→ **What is asked**
Can you reproduce the passage of the essay excerpt on Carolee Schneemann below, starting at "In lieu of an" and ending at "Caroline Koebel (bio)", with "Carolee Schneemann" replaced by "Schneemann"?

→ **Selected passage**
________________________________________

In lieu of an abstract, here is a brief excerpt of the content:

  • From Danger to Ascendancy: Notes Toward Carolee Schneemann
  • Caroline Koebel (bio)

Click for larger view
View full resolution
Figure 1.

Carolee Schneemann, in Eye Body (Thirty-six Transformative Actions), 1963.

Recently, spending several uninterrupted days in bed with the flu, I became increasingly absorbed by thoughts that, through their randomness and disconnected quality, seemed more revelatory and meaningful than those of my life of action.

In 1967, when I was just being born, Carolee Schneemann completed Fuses, a film about the erotic exchange between the artist and her long-time lover, the composer James Tenney. In its referential, indeterminate space, Fuses is akin to my sickbed. Says the filmmaker a quarter century later, “I wanted to see if the experience of what I saw would have any correspondence to what I felt—the intimacy of lovemaking.” 1

There is no cameraman; instead, a cat perched on the windowsill is virtually recording the “action.” 2 Fuses shows the touch of the artist on multiple places, including on the material of the film itself: puncturing, scratching, coloring by hand. Fuses is the supra-dream, the hyper-real, the totally ethereal that is too full of clarity not to exist concretely. It is the act of language of one’s own evolution, the space of one’s own architecture, and the boundlessness of one’s own climax. [End Page 51]

The more times I share the euphoria of Fuses, the more animate the film becomes: lunging, heaving, crossing over surface and through mass, breathing, genitalia-ing, cat eye-ing. Because Fuses exists in folds, concealing, revealing, and repeating itself, it is easy to lose my footing in remembering it. Like my sickbed, it is more the sense of the film that is with me, rather than a sequence of cause and effect. I wonder if the scene of the ass—camera facing ass, ass connected to cock, cock, pussy, intercoursing, Carolee on other side of ass, not hers, hers—is actually spaced throughout the twenty-two minutes of the film. Or, is it in fantasy that the muscles of the red-dipped ass clench, relax, cast shadow, and satiate so neverendingly?

________________________________________

→ **Stored data**
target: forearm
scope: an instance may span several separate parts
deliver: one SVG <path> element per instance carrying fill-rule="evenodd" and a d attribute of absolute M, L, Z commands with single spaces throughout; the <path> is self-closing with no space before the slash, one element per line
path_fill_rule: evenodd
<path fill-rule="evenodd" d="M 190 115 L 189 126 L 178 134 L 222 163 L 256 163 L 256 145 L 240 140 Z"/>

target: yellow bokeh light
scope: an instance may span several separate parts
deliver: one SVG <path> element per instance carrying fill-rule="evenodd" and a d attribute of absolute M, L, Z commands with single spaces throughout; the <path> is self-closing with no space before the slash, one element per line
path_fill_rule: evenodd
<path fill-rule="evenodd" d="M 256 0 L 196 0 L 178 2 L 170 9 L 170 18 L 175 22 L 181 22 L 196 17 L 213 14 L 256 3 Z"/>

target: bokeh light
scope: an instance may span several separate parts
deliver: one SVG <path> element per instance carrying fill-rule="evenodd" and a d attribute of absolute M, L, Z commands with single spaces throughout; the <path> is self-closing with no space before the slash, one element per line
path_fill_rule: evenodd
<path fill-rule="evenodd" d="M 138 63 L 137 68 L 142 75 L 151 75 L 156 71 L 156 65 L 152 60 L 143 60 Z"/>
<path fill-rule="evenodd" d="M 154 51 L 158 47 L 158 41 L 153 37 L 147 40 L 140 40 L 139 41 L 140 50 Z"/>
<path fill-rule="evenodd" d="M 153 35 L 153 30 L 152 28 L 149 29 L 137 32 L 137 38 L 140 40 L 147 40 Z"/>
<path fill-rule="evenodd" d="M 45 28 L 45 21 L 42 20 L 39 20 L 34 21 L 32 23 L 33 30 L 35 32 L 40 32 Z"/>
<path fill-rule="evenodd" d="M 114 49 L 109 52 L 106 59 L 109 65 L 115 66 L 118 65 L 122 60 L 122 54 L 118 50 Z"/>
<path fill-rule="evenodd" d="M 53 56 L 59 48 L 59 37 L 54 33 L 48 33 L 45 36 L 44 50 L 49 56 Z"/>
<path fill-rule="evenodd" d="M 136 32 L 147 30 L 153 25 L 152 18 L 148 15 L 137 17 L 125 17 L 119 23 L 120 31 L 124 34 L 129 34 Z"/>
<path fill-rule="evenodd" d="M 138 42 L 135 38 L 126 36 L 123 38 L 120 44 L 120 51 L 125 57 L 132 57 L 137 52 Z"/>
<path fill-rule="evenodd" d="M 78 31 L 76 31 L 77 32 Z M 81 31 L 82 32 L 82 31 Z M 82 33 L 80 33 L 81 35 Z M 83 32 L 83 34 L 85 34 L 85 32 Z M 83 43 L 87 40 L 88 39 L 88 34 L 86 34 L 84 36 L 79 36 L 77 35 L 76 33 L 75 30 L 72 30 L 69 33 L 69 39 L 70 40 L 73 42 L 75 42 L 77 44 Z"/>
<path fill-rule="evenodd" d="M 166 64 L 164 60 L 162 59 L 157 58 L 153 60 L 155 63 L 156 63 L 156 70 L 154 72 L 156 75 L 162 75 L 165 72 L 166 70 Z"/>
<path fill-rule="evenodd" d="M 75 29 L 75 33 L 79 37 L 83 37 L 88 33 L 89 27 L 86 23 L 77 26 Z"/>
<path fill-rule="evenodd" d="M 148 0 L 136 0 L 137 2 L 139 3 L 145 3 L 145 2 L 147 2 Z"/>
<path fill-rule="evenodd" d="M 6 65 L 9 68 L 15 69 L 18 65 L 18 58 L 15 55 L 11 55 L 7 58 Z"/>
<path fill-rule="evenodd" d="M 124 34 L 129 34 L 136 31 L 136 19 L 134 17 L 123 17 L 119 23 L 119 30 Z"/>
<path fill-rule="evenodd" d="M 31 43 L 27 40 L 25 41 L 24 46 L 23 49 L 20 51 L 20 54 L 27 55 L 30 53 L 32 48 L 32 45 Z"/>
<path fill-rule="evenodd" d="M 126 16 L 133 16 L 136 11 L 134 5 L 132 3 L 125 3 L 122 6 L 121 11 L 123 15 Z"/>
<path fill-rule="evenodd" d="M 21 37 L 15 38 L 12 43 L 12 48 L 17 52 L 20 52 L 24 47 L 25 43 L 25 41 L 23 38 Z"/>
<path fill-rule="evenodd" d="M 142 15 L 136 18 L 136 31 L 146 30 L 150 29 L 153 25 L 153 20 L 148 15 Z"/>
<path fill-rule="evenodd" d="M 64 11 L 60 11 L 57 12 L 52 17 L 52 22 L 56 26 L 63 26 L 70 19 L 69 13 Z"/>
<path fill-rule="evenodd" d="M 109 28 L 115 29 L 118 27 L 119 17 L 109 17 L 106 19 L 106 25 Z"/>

________________________________________

→ **Task response**
In lieu of an abstract, here is a brief excerpt of the content:

  • From Danger to Ascendancy: Notes Toward Schneemann
  • Caroline Koebel (bio)